:: Instructions for the task ::
Please convert the data below into a numbered list, leaving out any blank lines. Begin at the line that contains "Would you mind marking the wooden plank" and continue through the last line of the data.

Start of Records provided

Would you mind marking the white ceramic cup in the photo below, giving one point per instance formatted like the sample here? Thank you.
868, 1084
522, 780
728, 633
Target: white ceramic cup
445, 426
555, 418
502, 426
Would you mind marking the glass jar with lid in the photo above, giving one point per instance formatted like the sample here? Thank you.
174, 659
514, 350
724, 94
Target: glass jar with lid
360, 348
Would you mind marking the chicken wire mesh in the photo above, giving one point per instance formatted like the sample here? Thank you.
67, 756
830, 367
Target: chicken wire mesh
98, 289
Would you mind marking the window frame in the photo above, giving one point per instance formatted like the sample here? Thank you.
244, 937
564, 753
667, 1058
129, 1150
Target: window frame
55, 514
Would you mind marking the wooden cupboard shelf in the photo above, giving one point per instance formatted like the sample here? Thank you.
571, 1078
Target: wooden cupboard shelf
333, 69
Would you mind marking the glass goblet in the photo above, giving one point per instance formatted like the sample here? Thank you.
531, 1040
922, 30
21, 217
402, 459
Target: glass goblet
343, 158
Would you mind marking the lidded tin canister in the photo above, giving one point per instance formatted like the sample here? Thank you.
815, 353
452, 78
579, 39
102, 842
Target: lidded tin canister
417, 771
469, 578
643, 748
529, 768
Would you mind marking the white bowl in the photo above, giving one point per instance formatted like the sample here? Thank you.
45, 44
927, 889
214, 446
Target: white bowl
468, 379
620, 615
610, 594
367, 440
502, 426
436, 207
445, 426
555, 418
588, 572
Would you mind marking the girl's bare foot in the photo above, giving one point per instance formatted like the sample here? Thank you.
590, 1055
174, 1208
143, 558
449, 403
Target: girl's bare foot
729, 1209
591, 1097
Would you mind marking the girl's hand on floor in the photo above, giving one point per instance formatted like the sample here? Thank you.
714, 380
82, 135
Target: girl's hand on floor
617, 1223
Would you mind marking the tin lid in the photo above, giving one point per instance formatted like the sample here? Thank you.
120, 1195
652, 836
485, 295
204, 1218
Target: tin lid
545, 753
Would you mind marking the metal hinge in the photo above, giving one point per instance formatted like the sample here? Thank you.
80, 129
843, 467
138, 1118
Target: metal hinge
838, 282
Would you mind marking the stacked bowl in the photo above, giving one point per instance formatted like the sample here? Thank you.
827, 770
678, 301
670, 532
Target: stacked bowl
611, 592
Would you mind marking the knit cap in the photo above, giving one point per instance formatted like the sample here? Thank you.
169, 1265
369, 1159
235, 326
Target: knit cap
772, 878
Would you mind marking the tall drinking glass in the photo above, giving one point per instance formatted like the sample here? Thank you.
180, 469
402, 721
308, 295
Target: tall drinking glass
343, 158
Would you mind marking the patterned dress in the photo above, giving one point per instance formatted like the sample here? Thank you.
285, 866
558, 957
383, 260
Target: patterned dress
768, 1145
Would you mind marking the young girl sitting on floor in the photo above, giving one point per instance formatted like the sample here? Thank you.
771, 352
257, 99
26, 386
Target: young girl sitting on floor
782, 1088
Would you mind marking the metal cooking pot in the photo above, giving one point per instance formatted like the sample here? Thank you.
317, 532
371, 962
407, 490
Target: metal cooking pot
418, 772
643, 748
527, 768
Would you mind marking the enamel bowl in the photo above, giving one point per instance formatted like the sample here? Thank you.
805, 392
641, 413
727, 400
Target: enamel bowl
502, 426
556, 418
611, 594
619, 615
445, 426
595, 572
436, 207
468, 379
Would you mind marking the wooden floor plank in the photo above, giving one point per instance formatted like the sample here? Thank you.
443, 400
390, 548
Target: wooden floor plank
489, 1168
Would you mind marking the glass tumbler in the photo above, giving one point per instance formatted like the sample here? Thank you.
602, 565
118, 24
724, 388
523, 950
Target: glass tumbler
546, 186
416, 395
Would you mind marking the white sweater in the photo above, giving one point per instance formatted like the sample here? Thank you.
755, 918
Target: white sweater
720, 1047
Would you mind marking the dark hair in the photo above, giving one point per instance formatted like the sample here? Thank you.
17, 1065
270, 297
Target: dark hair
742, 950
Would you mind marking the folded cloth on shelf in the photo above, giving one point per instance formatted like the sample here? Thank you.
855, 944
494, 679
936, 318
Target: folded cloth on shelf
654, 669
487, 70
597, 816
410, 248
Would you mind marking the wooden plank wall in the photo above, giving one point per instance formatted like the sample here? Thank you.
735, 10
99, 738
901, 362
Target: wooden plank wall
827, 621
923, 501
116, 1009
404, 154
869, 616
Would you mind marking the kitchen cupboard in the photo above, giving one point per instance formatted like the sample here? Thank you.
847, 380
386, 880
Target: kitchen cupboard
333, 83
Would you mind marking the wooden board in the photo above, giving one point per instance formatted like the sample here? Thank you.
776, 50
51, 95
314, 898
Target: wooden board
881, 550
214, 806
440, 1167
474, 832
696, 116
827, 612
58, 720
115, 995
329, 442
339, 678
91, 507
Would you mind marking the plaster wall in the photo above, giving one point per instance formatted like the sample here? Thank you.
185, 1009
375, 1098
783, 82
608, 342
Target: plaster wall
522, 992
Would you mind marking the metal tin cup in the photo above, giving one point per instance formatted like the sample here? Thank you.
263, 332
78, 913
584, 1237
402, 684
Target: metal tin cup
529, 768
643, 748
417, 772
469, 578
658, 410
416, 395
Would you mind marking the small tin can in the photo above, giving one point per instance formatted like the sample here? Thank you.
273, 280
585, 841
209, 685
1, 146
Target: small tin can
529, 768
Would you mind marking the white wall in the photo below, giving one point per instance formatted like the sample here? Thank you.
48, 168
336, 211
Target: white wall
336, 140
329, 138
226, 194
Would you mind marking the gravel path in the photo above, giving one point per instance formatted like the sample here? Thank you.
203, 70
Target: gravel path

End of Records provided

:: Task result ::
1. Would you mind marking the wooden plank wall in the photo above, giving one point per instance formatted like the sample here? Thank you.
2. 735, 10
3. 99, 738
4. 901, 362
5. Target: wooden plank wall
6. 827, 621
7. 923, 501
8. 116, 1009
9. 404, 154
10. 869, 616
11. Would you mind marking the kitchen cupboard in the photo above, giving one point per instance formatted like the sample here? Thank you.
12. 847, 380
13. 386, 880
14. Target: kitchen cupboard
15. 333, 83
16. Would you mind marking the wooden board in the photo above, giving one point per instance formatted like the sample here? Thank you.
17. 776, 50
18. 51, 95
19. 314, 898
20. Target: wooden board
21. 881, 550
22. 214, 806
23. 440, 1167
24. 474, 832
25. 696, 116
26. 827, 612
27. 58, 720
28. 115, 995
29. 329, 442
30. 339, 678
31. 91, 507
32. Would you mind marking the plaster wall in the photo above, giving one point per instance formatted like the sample here? Thank you.
33. 185, 1009
34. 375, 1098
35. 783, 82
36. 608, 342
37. Target: plaster wall
38. 522, 992
39. Would you mind marking the metal tin cup in the photo above, giving one point per instance formatted like the sample here? Thank you.
40. 263, 332
41. 78, 913
42. 584, 1237
43. 402, 684
44. Target: metal tin cup
45. 529, 768
46. 643, 748
47. 417, 772
48. 469, 578
49. 658, 410
50. 416, 395
51. Would you mind marking the small tin can in the photo above, giving one point per instance formatted like the sample here? Thank you.
52. 273, 280
53. 585, 841
54. 209, 685
55. 1, 146
56. Target: small tin can
57. 529, 768
58. Would you mind marking the white wall in the photo below, giving one point per instance formatted like the sample here? Thank you.
59. 48, 168
60. 336, 211
61. Target: white wall
62. 336, 140
63. 329, 138
64. 226, 194
65. Would you mind marking the gravel path in the photo above, giving one point per instance formatted like the sample here? Thank you.
66. 203, 70
67. Target: gravel path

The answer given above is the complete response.